## What the task requires
Write the material out again, line by line, exactly as it is.

## Material provided

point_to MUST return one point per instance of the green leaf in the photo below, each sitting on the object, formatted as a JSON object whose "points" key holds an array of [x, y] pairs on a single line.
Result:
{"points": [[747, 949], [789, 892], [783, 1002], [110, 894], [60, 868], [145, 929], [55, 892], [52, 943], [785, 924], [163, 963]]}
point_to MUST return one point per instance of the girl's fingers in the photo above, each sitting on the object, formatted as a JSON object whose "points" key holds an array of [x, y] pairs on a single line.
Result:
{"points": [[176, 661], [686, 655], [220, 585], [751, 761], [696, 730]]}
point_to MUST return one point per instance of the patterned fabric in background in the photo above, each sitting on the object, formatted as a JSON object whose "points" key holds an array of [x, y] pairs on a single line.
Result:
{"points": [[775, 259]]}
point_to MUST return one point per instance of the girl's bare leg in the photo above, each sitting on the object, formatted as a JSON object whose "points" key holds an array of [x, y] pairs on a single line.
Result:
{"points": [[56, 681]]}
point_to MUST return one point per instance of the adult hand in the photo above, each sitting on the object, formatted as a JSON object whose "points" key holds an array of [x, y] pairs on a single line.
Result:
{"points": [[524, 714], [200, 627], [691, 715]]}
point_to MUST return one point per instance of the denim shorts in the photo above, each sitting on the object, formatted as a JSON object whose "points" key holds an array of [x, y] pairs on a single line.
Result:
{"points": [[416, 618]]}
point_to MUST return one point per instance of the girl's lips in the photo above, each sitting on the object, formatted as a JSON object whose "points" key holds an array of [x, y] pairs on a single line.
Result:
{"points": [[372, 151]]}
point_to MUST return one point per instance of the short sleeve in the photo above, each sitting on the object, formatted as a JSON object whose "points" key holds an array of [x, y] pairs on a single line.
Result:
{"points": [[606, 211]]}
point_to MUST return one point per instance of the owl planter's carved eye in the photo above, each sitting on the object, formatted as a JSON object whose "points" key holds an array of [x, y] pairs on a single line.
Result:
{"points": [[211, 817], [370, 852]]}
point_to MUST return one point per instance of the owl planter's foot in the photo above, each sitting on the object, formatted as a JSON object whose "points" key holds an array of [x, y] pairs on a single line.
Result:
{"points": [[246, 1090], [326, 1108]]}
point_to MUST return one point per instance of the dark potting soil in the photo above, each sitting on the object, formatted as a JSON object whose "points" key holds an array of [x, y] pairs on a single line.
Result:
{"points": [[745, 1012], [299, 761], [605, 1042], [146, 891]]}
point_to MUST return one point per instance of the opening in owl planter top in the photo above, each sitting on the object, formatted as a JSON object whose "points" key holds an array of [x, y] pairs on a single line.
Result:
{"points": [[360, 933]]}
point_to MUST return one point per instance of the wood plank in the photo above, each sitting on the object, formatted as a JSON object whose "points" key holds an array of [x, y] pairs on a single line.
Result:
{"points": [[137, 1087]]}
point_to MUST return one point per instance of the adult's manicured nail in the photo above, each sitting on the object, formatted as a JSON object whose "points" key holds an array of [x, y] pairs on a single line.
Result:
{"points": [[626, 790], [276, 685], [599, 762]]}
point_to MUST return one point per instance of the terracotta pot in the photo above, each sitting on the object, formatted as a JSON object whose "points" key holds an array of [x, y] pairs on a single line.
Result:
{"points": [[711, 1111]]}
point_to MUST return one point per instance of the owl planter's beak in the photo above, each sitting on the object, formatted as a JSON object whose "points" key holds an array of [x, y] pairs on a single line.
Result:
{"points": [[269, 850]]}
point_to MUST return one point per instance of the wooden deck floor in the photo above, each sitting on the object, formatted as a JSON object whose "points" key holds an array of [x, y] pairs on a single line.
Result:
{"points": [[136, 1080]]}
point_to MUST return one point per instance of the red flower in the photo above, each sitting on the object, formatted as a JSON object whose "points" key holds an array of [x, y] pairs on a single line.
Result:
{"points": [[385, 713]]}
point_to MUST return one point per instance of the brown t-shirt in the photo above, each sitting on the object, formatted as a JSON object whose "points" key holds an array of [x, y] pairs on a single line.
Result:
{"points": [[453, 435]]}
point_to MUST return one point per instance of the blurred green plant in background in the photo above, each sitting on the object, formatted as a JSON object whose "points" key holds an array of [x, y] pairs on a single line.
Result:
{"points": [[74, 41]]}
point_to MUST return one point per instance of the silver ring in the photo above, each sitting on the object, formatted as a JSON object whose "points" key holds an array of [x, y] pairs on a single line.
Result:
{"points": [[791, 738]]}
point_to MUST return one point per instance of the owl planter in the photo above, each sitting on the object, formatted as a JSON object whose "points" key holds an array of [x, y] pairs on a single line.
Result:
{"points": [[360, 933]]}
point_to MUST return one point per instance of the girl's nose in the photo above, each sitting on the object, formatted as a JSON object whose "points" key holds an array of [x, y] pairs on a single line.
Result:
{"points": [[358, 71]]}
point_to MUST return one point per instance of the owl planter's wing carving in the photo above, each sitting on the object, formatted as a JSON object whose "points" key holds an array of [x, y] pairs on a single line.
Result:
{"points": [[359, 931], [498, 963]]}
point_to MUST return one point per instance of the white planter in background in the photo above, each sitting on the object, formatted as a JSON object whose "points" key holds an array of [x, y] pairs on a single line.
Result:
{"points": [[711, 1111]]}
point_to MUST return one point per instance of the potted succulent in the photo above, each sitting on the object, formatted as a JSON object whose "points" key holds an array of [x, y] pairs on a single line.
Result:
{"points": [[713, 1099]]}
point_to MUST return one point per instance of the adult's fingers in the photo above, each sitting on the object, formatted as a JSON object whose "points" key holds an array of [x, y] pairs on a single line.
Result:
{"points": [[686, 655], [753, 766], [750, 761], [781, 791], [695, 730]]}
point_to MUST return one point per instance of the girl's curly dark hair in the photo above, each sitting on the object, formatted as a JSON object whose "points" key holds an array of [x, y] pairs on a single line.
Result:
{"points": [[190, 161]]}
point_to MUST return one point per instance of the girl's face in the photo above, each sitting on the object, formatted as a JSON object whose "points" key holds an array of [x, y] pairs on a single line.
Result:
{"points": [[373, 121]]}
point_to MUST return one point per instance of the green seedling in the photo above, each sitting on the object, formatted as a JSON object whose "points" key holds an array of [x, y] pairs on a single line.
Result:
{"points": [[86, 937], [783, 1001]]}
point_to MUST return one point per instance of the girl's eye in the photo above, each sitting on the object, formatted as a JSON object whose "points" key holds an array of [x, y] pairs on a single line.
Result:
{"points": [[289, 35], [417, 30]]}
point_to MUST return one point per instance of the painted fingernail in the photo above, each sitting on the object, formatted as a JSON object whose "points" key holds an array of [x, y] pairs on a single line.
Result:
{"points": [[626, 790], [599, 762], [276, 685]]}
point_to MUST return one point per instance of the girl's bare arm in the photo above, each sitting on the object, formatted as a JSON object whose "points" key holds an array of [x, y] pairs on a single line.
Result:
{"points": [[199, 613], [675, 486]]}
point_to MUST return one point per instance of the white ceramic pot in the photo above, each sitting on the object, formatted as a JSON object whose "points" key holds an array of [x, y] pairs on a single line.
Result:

## Expected answer
point_to MUST return one point per instance of the green leaf in the photo below, each sitting on the object, formatted as a JSON object whose "points" key holds an array of [x, y] pairs on a single line.
Result:
{"points": [[747, 949], [789, 892], [783, 1002], [110, 894], [60, 868], [145, 929], [55, 892], [52, 943], [785, 924], [163, 963]]}
point_to MUST return one point per instance of the girl's fingers in the photo above, each sitting on the object, formatted as a JSON object whose "points" key holds an array of [x, y] pairs on a single line.
Result:
{"points": [[176, 661], [686, 655], [220, 585], [751, 761], [696, 730]]}
point_to MUST return one point per instance of the patterned fabric in background in the photo above, each sitting on the object, formatted as a JSON object whose "points" key holds an array of [x, y] pairs on a single line.
Result:
{"points": [[775, 259]]}
point_to MUST return one point per instance of the girl's bare leg in the photo above, each sitting on the object, formatted as a JSON object whose "points" key holds an array of [x, y] pairs on a single line.
Result:
{"points": [[56, 681]]}
point_to MUST return one point per instance of the adult hand in the photo above, each sitting on the object, formatted as a JSON object whose "points" key holds an array of [x, y] pairs on a single line.
Result:
{"points": [[524, 714], [200, 627], [691, 715]]}
point_to MUST return one point per instance of the denim shorts in the photo above, each sitting on the object, formatted as a JSON object whose "points" key holds an array of [x, y] pairs on a single line.
Result:
{"points": [[416, 618]]}
point_to MUST return one point per instance of the girl's lips in the photo above, each sitting on the object, formatted as a JSON object whose "points" key holds an array of [x, y] pairs on a single line.
Result:
{"points": [[372, 151]]}
point_to MUST return one point per instance of the short sleeve in the photo above, each sitting on the object, formatted as a JSON object whose "points" key holds an array of [x, y] pairs on a single line.
Result:
{"points": [[606, 211]]}
point_to MUST return one point per instance of the owl planter's carved eye in the photo above, each sitting on the object, formatted as a JSON object whose "points" key holds an array of [x, y] pairs on a single line.
Result:
{"points": [[211, 817], [370, 852]]}
point_to MUST return one point per instance of the owl planter's foot in the photo above, each sitting on the object, formatted as a JSON object whose "points" key holds an array of [x, y] pairs on a single line.
Result:
{"points": [[246, 1090], [326, 1108]]}
point_to MUST return one point per instance of the dark potting soil in the photo above, each sitting on the object, formatted as a JSON object whose "points" key holds an array of [x, y] pairs on a single line.
Result:
{"points": [[745, 1012], [299, 761], [605, 1042], [146, 891]]}
point_to MUST return one point per instance of the opening in owl planter top in the photo above, each sitting on the object, formatted as a JSON object whose "points" key holds an array of [x, y] pairs on a single line.
Result:
{"points": [[360, 933]]}
point_to MUST return one point per instance of the wood plank in the photo above, each sitting on the object, formatted as a JSON object whose "points" key holds an array of [x, y] pairs on a single line.
Result:
{"points": [[137, 1087]]}
point_to MUST return one point per instance of the adult's manicured nail in the photo above, each sitting on the object, formatted as a JSON object whose "points" key holds an array of [x, y] pairs on a single line.
Result:
{"points": [[626, 790], [276, 685], [599, 762]]}
point_to MUST return one point per instance of the terracotta pot in the photo above, each sitting on the object, formatted as a JSON object whose "points" key holds an array of [x, y] pairs on a single line.
Result:
{"points": [[711, 1111]]}
point_to MUST return one point per instance of the owl planter's beak in the photo above, each sitting on the object, formatted as a JSON object whose "points" key holds an array of [x, y] pairs on a single line.
Result:
{"points": [[269, 850]]}
point_to MUST return one point per instance of the wooden deck floor in the photo above, each sitting on the object, formatted as a JSON object whose "points" key holds an array of [x, y] pairs on a single line.
Result:
{"points": [[136, 1080]]}
point_to MUST return one point per instance of the red flower in the photo above, each sitting on the object, formatted as a JSON object whose "points" key holds an array of [x, y] pairs on a single line.
Result:
{"points": [[385, 713]]}
point_to MUST return one point per instance of the brown t-shirt in the photo above, each sitting on the object, formatted as a JSON object whose "points" key holds an array of [x, y] pairs on a single line.
Result:
{"points": [[453, 435]]}
point_to MUST return one point per instance of the blurred green plant in background in the photo above, each sitting on the object, formatted as a JSON object whose "points" key holds an array of [x, y] pairs on a single line.
Result:
{"points": [[74, 41]]}
point_to MUST return one point per instance of the silver ring in the photo above, each sitting on the object, formatted as a JSON object whose "points" key holds an array of [x, y] pairs on a single line.
Result:
{"points": [[791, 738]]}
point_to MUST return one point per instance of the owl planter in the photo above, each sitting on the object, formatted as a JSON object whose "points" key holds an array of [x, y] pairs on a single line.
Result:
{"points": [[360, 933]]}
point_to MUST return one point per instance of the girl's nose in the photo above, each sitting on the object, formatted as a JSON object whose "points" key holds an array of [x, y] pairs on a single line.
Result:
{"points": [[358, 71]]}
point_to MUST return one point per instance of the owl planter's wing carving in the photo above, each sitting on the object, formatted as a JSON object whose "points" key holds an array of [x, y] pairs on a single line.
Result:
{"points": [[359, 931], [498, 963]]}
point_to MUST return one point per instance of the white planter in background in the photo above, each sitting on the object, formatted as a JSON object whose "points" key holds an array of [x, y] pairs on a single line.
Result:
{"points": [[711, 1111]]}
point_to MUST return one point per instance of the potted succulent in the photo above, each sitting on the object, formatted as a JSON object whose "points" key holds an array of [x, y] pairs on a single line.
Result:
{"points": [[713, 1099]]}
point_to MUST return one point per instance of the adult's fingers in the photo above, each sitting on the object, formatted as a JSON object whose "points" key holds an array of [x, y] pairs on a single line.
Result:
{"points": [[686, 655], [753, 766], [750, 761], [781, 791], [695, 730]]}
point_to MUST return one point per instance of the girl's curly dark hair in the photo above, each sitting on the object, formatted as a JSON object whose "points" key holds an array of [x, y] pairs on a single line.
Result:
{"points": [[190, 161]]}
point_to MUST return one point per instance of the girl's face in the photo above, each sitting on the object, formatted as a JSON object whose "points" key holds an array of [x, y] pairs on a single line.
Result:
{"points": [[373, 121]]}
point_to MUST return one point per instance of the green seedling in the photo above, each sitting on the object, formatted as a JSON object whose "points" key holds an array of [x, y] pairs on a single line.
Result:
{"points": [[86, 937], [783, 1001]]}
point_to MUST return one point per instance of the girl's eye in the photo above, each sitting on the object, formatted as a JSON object whose "points" key holds an array of [x, y] pairs on a single line.
Result:
{"points": [[289, 35], [417, 30]]}
point_to MUST return one point per instance of the painted fingernail in the photo above, each sitting on the object, formatted as a JSON object whose "points" key holds an array of [x, y] pairs on a single line.
Result:
{"points": [[626, 790], [599, 762], [276, 685]]}
point_to MUST return one point per instance of the girl's bare arm in the photo above, each sitting on the object, formatted as a JSON object whose "points" key holds an array of [x, y] pairs on a single line.
Result:
{"points": [[199, 613], [675, 486]]}
point_to MUST return one point per instance of the white ceramic pot in the photo above, each sitting on the object, formatted as a JSON object whose "points" key holds an array of [x, y] pairs on a single line.
Result:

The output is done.